== TASK GOAL ==
Rewrite every row below, substituting "coarse mask" for each occurrence of "rough mask" and changing nothing else. Leave the pictures out of your answer.

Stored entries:
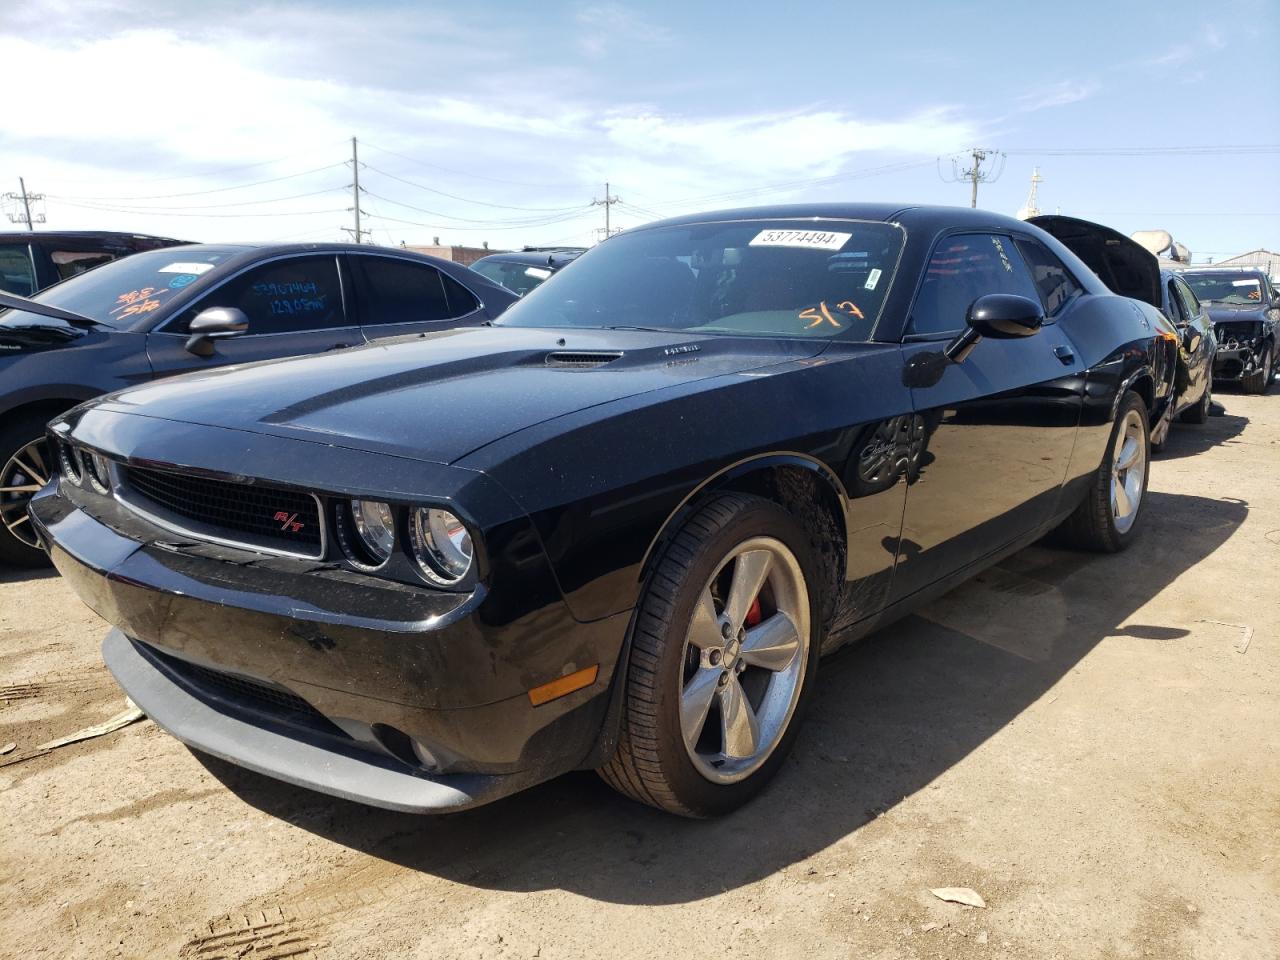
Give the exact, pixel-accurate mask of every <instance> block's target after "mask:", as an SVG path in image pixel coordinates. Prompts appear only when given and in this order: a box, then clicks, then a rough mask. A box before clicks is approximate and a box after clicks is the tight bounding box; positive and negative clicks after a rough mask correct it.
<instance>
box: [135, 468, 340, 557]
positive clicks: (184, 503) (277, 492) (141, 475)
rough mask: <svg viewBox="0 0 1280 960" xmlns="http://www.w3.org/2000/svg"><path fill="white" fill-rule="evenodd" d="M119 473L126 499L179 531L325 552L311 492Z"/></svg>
mask: <svg viewBox="0 0 1280 960" xmlns="http://www.w3.org/2000/svg"><path fill="white" fill-rule="evenodd" d="M122 472H123V479H124V485H125V497H124V499H125V502H129V500H132V499H136V498H134V497H129V494H136V495H137V498H141V500H142V502H141V503H136V504H131V506H134V507H136V508H141V509H142V511H145V512H150V513H154V515H155V518H157V520H160V521H166V522H168V524H170V525H173V526H177V527H178V529H180V530H182V531H183V532H189V534H192V535H193V536H197V538H202V539H214V540H223V541H229V543H233V544H243V545H246V547H251V548H257V549H270V550H282V552H284V553H293V554H301V556H305V557H321V556H324V531H323V529H321V522H323V521H321V517H320V504H319V500H317V499H316V498H315V497H312V495H311V494H307V493H298V492H296V490H279V489H273V488H268V486H259V485H257V484H238V483H232V481H228V480H212V479H210V477H204V476H191V475H188V474H175V472H170V471H168V470H151V468H143V467H128V468H127V470H124V471H122ZM156 508H159V509H156Z"/></svg>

== RESPONSE TO THIS EXERCISE ==
Give the exact, pixel-accurate mask of every <instance> block's target after "mask:", as an SVG path in image pixel coordinates. Prompts appear only when given and in this order: a box, then clicks, then a coarse mask. A box before clicks is approximate and a box after clicks is the tight bounding box; positive and negative clicks after a coarse mask correct it.
<instance>
box: [135, 468, 340, 557]
positive clicks: (184, 503) (277, 492) (141, 475)
coarse mask: <svg viewBox="0 0 1280 960" xmlns="http://www.w3.org/2000/svg"><path fill="white" fill-rule="evenodd" d="M119 473L126 499L179 531L325 552L311 492Z"/></svg>
mask: <svg viewBox="0 0 1280 960" xmlns="http://www.w3.org/2000/svg"><path fill="white" fill-rule="evenodd" d="M122 472H123V479H124V485H125V497H124V499H125V502H129V500H132V499H136V498H134V497H129V494H136V495H137V498H141V500H142V502H141V503H136V504H131V506H134V507H136V508H141V509H142V511H145V512H150V513H154V515H155V518H157V520H160V521H166V522H168V524H170V525H173V526H177V527H178V529H180V530H182V531H183V532H189V534H192V535H193V536H197V538H202V539H214V540H223V541H229V543H233V544H243V545H246V547H251V548H257V549H270V550H282V552H284V553H293V554H301V556H305V557H321V556H324V531H323V529H321V522H323V521H321V517H320V504H319V500H317V499H316V498H315V497H312V495H311V494H307V493H298V492H296V490H279V489H273V488H268V486H259V485H257V484H238V483H232V481H228V480H212V479H210V477H204V476H191V475H188V474H175V472H170V471H168V470H151V468H143V467H128V468H127V470H124V471H122ZM156 508H159V509H156Z"/></svg>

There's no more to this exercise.